THE EXERCISE ::
Quote every line as written. Omit pictures.

PROVIDED RECORDS ::
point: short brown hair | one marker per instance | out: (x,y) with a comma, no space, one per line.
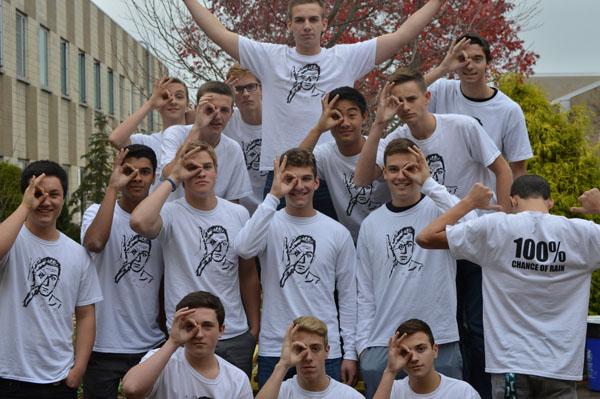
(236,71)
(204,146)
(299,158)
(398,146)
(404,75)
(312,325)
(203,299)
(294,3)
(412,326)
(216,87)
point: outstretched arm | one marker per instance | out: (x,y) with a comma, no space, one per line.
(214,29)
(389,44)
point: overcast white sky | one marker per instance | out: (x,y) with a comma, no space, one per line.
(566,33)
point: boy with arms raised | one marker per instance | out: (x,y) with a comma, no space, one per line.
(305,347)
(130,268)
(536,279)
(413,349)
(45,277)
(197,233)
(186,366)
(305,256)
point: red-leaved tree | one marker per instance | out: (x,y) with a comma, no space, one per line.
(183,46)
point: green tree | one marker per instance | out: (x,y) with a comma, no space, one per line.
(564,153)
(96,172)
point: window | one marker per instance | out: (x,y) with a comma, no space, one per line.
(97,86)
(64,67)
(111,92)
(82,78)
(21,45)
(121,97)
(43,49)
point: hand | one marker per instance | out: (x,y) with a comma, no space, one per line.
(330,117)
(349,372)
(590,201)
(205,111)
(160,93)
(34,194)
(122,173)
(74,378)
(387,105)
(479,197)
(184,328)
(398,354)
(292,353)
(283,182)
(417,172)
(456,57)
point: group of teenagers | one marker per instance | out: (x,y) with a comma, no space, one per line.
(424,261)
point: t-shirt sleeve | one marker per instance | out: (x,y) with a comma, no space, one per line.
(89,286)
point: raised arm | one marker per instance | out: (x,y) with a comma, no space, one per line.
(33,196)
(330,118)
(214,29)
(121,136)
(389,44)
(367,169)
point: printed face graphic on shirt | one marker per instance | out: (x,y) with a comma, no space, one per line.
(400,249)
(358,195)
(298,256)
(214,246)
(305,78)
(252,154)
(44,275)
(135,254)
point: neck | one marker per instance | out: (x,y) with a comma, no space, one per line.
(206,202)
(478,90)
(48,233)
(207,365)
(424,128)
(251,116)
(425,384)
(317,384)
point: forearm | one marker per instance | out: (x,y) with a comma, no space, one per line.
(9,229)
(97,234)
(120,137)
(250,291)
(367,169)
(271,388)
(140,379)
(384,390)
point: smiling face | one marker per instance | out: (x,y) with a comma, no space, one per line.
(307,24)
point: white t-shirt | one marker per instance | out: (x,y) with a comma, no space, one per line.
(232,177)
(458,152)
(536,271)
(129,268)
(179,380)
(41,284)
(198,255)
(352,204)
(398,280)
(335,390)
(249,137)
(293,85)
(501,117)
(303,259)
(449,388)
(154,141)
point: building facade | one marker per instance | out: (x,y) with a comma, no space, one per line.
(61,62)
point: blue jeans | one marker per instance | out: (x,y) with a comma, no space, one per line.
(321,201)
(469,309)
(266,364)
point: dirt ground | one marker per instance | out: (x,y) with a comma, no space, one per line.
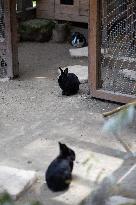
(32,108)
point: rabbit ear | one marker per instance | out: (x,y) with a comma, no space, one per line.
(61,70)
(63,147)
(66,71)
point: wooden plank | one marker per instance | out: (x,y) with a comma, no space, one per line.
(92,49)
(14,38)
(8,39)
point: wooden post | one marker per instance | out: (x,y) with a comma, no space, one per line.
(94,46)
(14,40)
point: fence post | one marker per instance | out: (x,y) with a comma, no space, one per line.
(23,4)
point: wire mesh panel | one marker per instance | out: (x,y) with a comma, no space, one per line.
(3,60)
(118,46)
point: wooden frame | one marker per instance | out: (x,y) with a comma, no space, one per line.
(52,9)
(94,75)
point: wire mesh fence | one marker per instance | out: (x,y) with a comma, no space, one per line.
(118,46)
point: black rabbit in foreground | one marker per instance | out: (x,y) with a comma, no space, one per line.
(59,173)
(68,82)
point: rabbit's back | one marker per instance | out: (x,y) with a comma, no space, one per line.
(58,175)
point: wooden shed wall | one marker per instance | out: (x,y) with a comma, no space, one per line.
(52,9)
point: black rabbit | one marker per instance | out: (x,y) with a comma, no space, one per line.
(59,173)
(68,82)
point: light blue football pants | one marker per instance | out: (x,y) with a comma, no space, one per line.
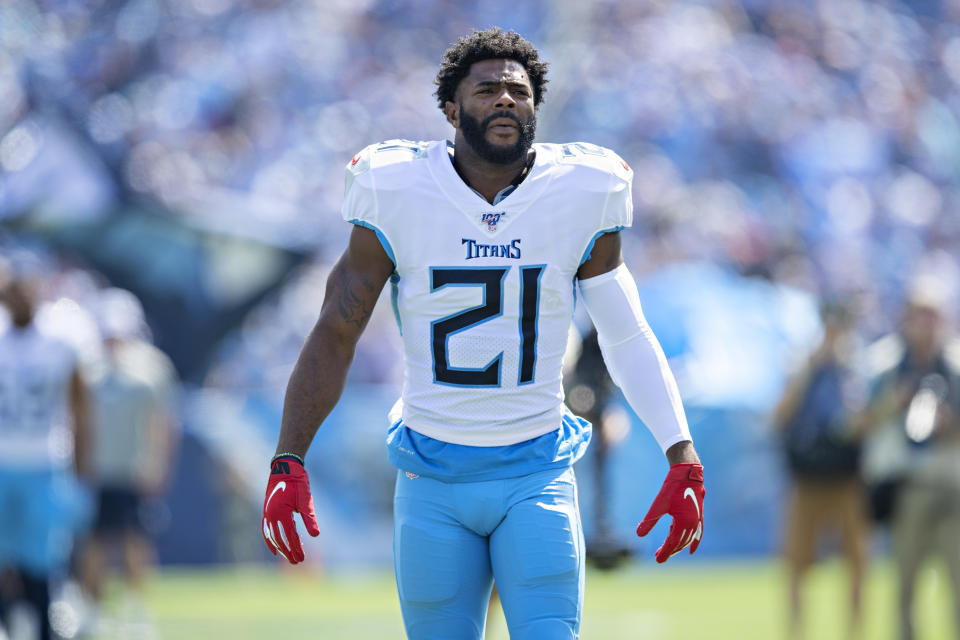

SOLUTION TO THIS TASK ::
point: short brown hair | one marker per instance | out: (x,y) with a comma, no space, one per line.
(236,71)
(204,146)
(299,158)
(398,146)
(404,75)
(312,325)
(203,299)
(294,3)
(412,326)
(216,87)
point: outstretched arm | one marker per instance | out: (x,y) with a comma, no space, one per line.
(214,29)
(389,44)
point: overcast white sky | one marker per instance | out: (x,y) with a comma, no space, one per line.
(566,33)
point: boy with arms raised | one marker per instance | out: (x,y) with a comma, no space, one per line.
(305,347)
(130,268)
(536,279)
(413,349)
(45,277)
(197,233)
(186,366)
(305,256)
point: red-leaved tree | one marker per instance | out: (x,y) with a comma, no space, one per line.
(183,46)
point: green tree | one marker per instance | out: (x,y) with a comma, no space, one per line.
(564,153)
(96,172)
point: window | one marker per instance | out: (x,y) with a comma, no space, one per line.
(97,86)
(64,67)
(111,92)
(82,78)
(21,45)
(121,97)
(43,49)
point: hand | one marker per instance | out: (x,y) with a comma, no space, one per line.
(330,117)
(349,372)
(590,201)
(205,111)
(160,93)
(34,194)
(122,173)
(74,378)
(387,105)
(479,197)
(184,328)
(398,354)
(292,353)
(283,182)
(417,172)
(456,57)
point: group of teenagers | one marker per instance | out: (x,y) with a comma, no space, one per line.
(424,261)
point: t-shirt sleeve | one marker per instance | out: (x,y) with a comma, no space, one per line.
(89,286)
point: raised arm | one marker per instance | out: (x,y) with a comma, no space, one per line.
(33,196)
(330,118)
(214,29)
(121,136)
(389,44)
(367,169)
point: printed face graphic on shirt | one marker per instance | out: (x,y) with a comma, no space, one per line.
(400,249)
(358,195)
(298,256)
(214,246)
(305,78)
(252,154)
(44,275)
(135,254)
point: neck | one marker per instance | out: (x,y) with a comma, no space, one per line.
(206,202)
(478,90)
(48,233)
(207,365)
(424,128)
(251,116)
(425,384)
(317,384)
point: forearm | one marker per instance | out: (x,y) with a comma, no space, one per line.
(9,229)
(97,234)
(120,137)
(250,291)
(367,169)
(271,388)
(140,379)
(384,390)
point: smiling face | one marker per instance | out: (x,y) with a comma, no space, one per line.
(307,24)
point: white t-shirt | one marker per instance | out: (x,y) with a comma, no space, one per line.
(232,177)
(458,152)
(536,271)
(129,268)
(179,380)
(41,284)
(198,255)
(352,204)
(398,280)
(335,390)
(249,137)
(293,85)
(501,117)
(303,259)
(449,388)
(154,141)
point: building facade | one marker per instance | out: (x,y) with a comma, no space, one per line.
(61,62)
point: blue jeans | one marker per instance | out: (x,y) with a comma, no space, one per line.
(321,201)
(469,309)
(266,364)
point: dirt ground | one marker per instance | out: (x,y) with a comma, no space, one per line.
(32,108)
point: rabbit ear | one marker per instance | out: (x,y) with a comma, no space, one per line.
(61,70)
(63,147)
(66,71)
point: wooden plank | one marker per instance | out: (x,y) with a comma, no space, one per line.
(92,49)
(14,38)
(8,39)
point: wooden post | one marker per instance | out: (x,y) with a comma, no space, one per line.
(94,46)
(14,40)
point: fence post | one marker per instance | out: (x,y) with a comma, no space, one per line.
(23,4)
point: wire mesh panel | one marker per instance | out: (x,y) with a comma, no space, one per line.
(3,60)
(118,46)
point: wooden frame | one marker per instance | out: (x,y) with a comma, no space, one per line.
(52,9)
(94,75)
point: wire mesh fence | one marker per instance | out: (x,y) with a comma, no space, one per line.
(118,46)
point: black rabbit in foreground | one marker per instance | out: (x,y) with a comma, no space, one per line.
(59,173)
(68,82)
point: rabbit's back | one marker per instance | out: (x,y) with a comma, no space, one per line.
(58,175)
point: wooden shed wall | one marker per instance | out: (x,y) with a comma, no space, one per line.
(52,9)
point: black rabbit | one marker per instance | out: (x,y) with a comma, no space, one per line.
(59,173)
(68,82)
point: light blue football pants | one marker per instance | out: (x,y) with a comma, no space, one per line.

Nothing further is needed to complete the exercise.